==== Text shown

There was nothing surreal about Kumar Sangakkara and Tillakaratne Dilshan filling their boots on their favourite surface and against their favourite opposition. This was Sangakkara's ninth century against Pakistan, 30th overall, overtaking Don Bradman's tally of 29. Like Sangakkara, Dilshan too scored his second century of the series. He also became only the eighth Sri Lankan to reach 5,000 Test runs. There was another statistical event: late in the day Mahela Jayawardene registered his first duck at the SSC, but it seemed like his first score of under 100 here.

The pitch only began to misbehave when the two were approaching their centuries. That, combined with the time lost to weather, meant there was little scoreboard pressure on the two all through. It always seemed a matter of when, not if, when the two would get to their centuries. Sangakkara, in particular, looked certain he would get one, and make it a big one. Along the way came instructive milestones. When he nudged Junaid to fine leg for his 57th run, he became only the fourth man to have scored 2000 runs at a single venue, behind Graham Gooch at Lord's, Jacques Kallis at Newlands, and Mahela Jayawardene in Galle and at the SSC. Two overs later, when he pulled Junaid behind square, the couple took him to 2090 runs against Pakistan, more than anybody else, then at an average of 87.

Sangakkara began the day on 22, and kept on clipping balls off his pads with ease. The only time he looked in any discomfort was when he drove at wide deliveries to edge them just out of reach of gully. Dilshan carried his reckless approach from day three in to this morning too, but after two plays and misses he put his head down and cut out all the risks. He didn't mind Sangakkara overtaking him even though he began the day 24 ahead. He scored just 14 runs in the first session, but was a much more reassuring sight than in the last session on day two.

Smart stats

  • Kumar Sangakkara's century is his 30th in Tests, taking him past Don Bradman on the list of batsmen with the most Test centruries. Among Sri Lanka batsmen, only Mahela Jayawardene has more centuries than Sangakkara.
  • During the course of his knock, Sangakkara went past Sunil Gavaskar on the list of batsmen with the most runs against Pakistan.
  • Sangakkara's century is his ninth against Pakistan and takes him past Aravinda de Silva on the list of batsmen with the most centuries against Pakistan.
  • Tillakaratne Dilshan's century is his third against Pakistan and his second in consecutive Tests in this series. It is only the third series in which he has managed to score two centuries.
  • Dilshan became the eighth Sri Lanka batsman to cross the 5000-run mark in Tests. He now has exactly 5000 runs in 81 Tests at 41.32.

========

* [Job 1]
According to the cricket report, how many runs did Sangakkara have when the day began?

==== Material

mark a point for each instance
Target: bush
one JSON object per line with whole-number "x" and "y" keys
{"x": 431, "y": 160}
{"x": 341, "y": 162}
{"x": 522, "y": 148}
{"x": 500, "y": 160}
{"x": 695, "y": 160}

========

* [Job 2]
Output every line of the entries above as a numbered list, leaving out any blank lines.

* [Solution 1]
22

* [Solution 2]
1. mark a point for each instance
2. Target: bush
3. one JSON object per line with whole-number "x" and "y" keys
4. {"x": 431, "y": 160}
5. {"x": 341, "y": 162}
6. {"x": 522, "y": 148}
7. {"x": 500, "y": 160}
8. {"x": 695, "y": 160}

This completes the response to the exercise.